-- START Dataset excerpts --

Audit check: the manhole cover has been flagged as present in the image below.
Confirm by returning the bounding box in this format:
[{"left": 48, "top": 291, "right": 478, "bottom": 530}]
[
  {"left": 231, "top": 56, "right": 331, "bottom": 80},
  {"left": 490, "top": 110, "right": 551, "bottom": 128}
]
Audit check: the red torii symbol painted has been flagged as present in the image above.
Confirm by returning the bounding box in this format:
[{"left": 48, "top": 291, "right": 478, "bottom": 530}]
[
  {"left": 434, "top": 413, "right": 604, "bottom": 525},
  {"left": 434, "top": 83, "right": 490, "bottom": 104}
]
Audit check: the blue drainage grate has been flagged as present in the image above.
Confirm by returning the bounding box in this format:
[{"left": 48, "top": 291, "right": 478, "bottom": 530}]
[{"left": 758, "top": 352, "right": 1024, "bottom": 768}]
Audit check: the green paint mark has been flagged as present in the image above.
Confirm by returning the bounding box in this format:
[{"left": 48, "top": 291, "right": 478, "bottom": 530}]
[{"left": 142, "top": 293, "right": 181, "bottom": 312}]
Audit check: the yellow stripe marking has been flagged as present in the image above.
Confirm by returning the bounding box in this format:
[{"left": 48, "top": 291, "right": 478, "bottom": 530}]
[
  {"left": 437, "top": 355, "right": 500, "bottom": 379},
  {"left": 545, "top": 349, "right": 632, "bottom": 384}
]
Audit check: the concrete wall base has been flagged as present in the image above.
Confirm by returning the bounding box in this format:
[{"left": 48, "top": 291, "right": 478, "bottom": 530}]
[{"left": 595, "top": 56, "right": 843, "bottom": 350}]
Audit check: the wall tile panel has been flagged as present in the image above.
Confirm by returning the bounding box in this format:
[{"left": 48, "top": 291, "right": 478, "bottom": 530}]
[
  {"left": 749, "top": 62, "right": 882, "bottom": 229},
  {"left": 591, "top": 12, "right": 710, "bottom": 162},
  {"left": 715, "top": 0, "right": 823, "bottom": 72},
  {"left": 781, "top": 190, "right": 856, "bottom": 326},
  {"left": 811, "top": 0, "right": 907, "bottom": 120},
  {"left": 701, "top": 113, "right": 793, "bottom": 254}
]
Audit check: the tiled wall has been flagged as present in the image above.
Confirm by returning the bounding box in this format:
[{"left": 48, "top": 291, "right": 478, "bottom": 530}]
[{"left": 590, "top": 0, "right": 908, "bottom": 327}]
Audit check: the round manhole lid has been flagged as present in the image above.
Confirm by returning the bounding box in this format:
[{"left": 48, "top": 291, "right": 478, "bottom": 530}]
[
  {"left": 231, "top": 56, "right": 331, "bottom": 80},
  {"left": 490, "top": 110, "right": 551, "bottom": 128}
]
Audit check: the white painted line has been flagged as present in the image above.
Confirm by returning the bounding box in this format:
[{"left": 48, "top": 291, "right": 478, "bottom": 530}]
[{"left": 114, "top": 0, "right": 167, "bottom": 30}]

-- END Dataset excerpts --

The task
The records above are to be copied in full, exactly as written.

Written solution
Audit check: the manhole cover has been flagged as present in the image below.
Confirm by returning the bounding box in this format:
[{"left": 48, "top": 291, "right": 478, "bottom": 530}]
[
  {"left": 231, "top": 56, "right": 331, "bottom": 80},
  {"left": 490, "top": 110, "right": 551, "bottom": 128}
]
Audit check: the red torii symbol painted has been flagged as present in the image above.
Confirm by returning the bounding box in this format:
[{"left": 48, "top": 291, "right": 478, "bottom": 530}]
[
  {"left": 434, "top": 413, "right": 604, "bottom": 525},
  {"left": 434, "top": 83, "right": 490, "bottom": 104}
]
Audit check: the blue drainage grate has been flagged as present in the image above.
Confirm by returning the bounding box in this format:
[{"left": 48, "top": 291, "right": 478, "bottom": 530}]
[{"left": 758, "top": 352, "right": 1024, "bottom": 768}]
Audit check: the green paint mark has been flagged as present in the image above.
Confirm by returning the bounding box in this format:
[{"left": 48, "top": 291, "right": 478, "bottom": 530}]
[{"left": 142, "top": 293, "right": 181, "bottom": 312}]
Audit check: the yellow stripe marking has been flagged as present in the image above.
Confirm by returning the bounding box in this format:
[{"left": 48, "top": 291, "right": 478, "bottom": 530}]
[
  {"left": 437, "top": 355, "right": 500, "bottom": 379},
  {"left": 545, "top": 349, "right": 632, "bottom": 384}
]
Audit check: the concrete wall base has been flagged as present in the image above.
Confirm by returning the bounding box in this format:
[{"left": 48, "top": 291, "right": 478, "bottom": 530}]
[{"left": 595, "top": 56, "right": 843, "bottom": 350}]
Audit check: the wall tile panel has been flagged as present in the image above.
Confirm by returning the bounding box in this format:
[{"left": 48, "top": 291, "right": 478, "bottom": 530}]
[
  {"left": 749, "top": 62, "right": 882, "bottom": 229},
  {"left": 591, "top": 12, "right": 710, "bottom": 162},
  {"left": 715, "top": 0, "right": 823, "bottom": 72},
  {"left": 781, "top": 190, "right": 856, "bottom": 326},
  {"left": 811, "top": 0, "right": 907, "bottom": 120},
  {"left": 701, "top": 113, "right": 793, "bottom": 254}
]
Audit check: the tiled wall has been flagged as present in the image above.
Confirm by returning the bounding box in this format:
[{"left": 48, "top": 291, "right": 478, "bottom": 530}]
[{"left": 590, "top": 0, "right": 908, "bottom": 327}]
Audit check: the round manhole lid has been flagged as present in the image above.
Confirm by returning the bounding box in this format:
[{"left": 48, "top": 291, "right": 478, "bottom": 530}]
[
  {"left": 231, "top": 56, "right": 331, "bottom": 80},
  {"left": 490, "top": 110, "right": 551, "bottom": 128}
]
Audit check: the white painted line has been flagged as present in the image above.
Confirm by returning the bounding box in this format:
[{"left": 48, "top": 291, "right": 478, "bottom": 530}]
[{"left": 114, "top": 0, "right": 167, "bottom": 30}]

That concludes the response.